1. Introduction

(1)

An EST-CNN model that can be directly used in existing commercial photoelectric smoke detectors is established for interferential aerosol recognition and real fire classification.

(2)

A 2D-TS matrix is created to describe the smoke scattering distribution information in spatial and temporal to obtain sufficient characterization parameters during aerosol generation.

(3)

Methods for constructing and pre-processing the scattered light intensity datasets of real fire smoke and interferential aerosol are provided.

(4)

The detector and experimental platform are designed to measure the scattered light intensity information of standard fire smoke and interference oil fume.

2. Materials and Methods

2.2. Dataset for classification

The smoke from the real fires used in this study complies with European standard fires, such as beech wood smoldering fire (TF2), cotton smoldering fire (TF3), polyurethane open flame (TF4), n-heptane open flame (TF5) [20,25,26,27,28,29]. Moreover, a survey by the National Fire Protection Association (NFPA) reported that the most likely cause of detector false alarms is oil fume because its particle size as well as its refractive index are very close to that of real fire smoke [30]. As a result, oil fume is used as a typical interferential aerosol. For aerosols, scattered light intensity under different scattering channels constitutes their spatial feature vector data. Considering that the proposed classification method is expected to be directly applicable to existing photodetectors, data from four detection channels with dual wavelengths and dual angles are used. Moreover, as mentioned in previous subsection, aerosols are continuously generated and aggregated during measurement, thus the scattered light intensity under different time constitutes the temporal feature vector data. To ensure that the scattering feature matrix is a square matrix, the temporal feature vector has the same length as the spatial feature vector, i.e., it consists of the scattered light intensity data at the current moment and the three previous moments. The class of aerosols (real fire smoke and interferential aerosol) and each aerosol dataset used for classification is shown in Tables. 1 and 2.

Table 1. The class of real fire smoke and interferential aerosol.

Table 1. The class of real fire smoke and interferential aerosol.

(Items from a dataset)

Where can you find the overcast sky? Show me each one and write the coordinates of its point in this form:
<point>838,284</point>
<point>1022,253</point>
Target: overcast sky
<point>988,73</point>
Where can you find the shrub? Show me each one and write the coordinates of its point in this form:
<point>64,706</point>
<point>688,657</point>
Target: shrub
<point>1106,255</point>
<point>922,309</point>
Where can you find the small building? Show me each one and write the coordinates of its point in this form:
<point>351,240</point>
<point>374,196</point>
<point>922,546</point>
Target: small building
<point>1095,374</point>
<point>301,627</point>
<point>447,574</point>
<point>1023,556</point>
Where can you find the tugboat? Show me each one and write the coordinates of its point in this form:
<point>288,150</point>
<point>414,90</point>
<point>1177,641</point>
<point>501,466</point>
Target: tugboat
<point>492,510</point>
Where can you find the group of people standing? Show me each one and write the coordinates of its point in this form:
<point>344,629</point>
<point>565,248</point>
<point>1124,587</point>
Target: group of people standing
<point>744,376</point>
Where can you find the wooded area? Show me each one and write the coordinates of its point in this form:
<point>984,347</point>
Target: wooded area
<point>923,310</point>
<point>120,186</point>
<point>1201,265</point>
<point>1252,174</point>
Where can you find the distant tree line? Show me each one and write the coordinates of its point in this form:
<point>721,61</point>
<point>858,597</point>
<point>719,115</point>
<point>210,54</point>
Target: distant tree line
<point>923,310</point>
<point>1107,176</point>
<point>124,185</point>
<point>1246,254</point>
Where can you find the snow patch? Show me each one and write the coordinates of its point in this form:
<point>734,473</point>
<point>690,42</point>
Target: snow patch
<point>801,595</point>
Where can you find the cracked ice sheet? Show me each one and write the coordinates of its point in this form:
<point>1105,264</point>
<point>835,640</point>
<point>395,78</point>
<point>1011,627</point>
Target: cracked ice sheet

Exercises to complete:
[1] Answer these questions using the smoke detector text:
(a) What model does the introduction say is established for interferential aerosol recognition and real fire classification?
(b) According to the NFPA survey, what is the most likely cause of detector false alarms?
(c) Besides the current moment, how many previous moments does the temporal feature vector include?
[2] Name every European standard fire listed in the smoke detector text, with its code.
[3] Reproduce the passage of the smoke detector text starting with "A 2D-TS matrix" and going on through "aerosol are provided.".

Responses to the tasks:
[1]
(a) An EST-CNN model.
(b) Oil fume.
(c) Three.

[2]
- Beech wood smoldering fire (TF2)
- Cotton smoldering fire (TF3)
- Polyurethane open flame (TF4)
- n-heptane open flame (TF5)

[3]
A 2D-TS matrix is created to describe the smoke scattering distribution information in spatial and temporal to obtain sufficient characterization parameters during aerosol generation.

(3)

Methods for constructing and pre-processing the scattered light intensity datasets of real fire smoke and interferential aerosol are provided.